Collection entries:
• • • • •

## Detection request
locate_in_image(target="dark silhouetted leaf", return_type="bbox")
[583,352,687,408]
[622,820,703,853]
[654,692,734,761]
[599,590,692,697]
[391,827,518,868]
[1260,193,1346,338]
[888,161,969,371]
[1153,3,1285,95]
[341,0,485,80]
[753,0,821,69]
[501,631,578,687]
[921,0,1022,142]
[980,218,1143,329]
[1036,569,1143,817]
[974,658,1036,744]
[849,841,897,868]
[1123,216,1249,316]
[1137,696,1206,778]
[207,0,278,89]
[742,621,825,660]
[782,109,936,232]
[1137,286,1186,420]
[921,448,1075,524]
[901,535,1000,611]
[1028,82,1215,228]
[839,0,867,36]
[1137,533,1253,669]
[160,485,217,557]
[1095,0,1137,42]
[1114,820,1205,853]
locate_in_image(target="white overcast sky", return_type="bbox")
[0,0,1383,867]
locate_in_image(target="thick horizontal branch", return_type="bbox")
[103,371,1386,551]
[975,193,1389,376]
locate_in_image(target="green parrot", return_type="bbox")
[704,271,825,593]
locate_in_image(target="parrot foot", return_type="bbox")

• • • • •

Requirement:
Find each line in the data above that contains the string "parrot", and copy those lines.

Answer to this problem:
locate_in_image(target="green parrot", return_type="bbox")
locate_in_image(target="parrot foot", return_type="bbox")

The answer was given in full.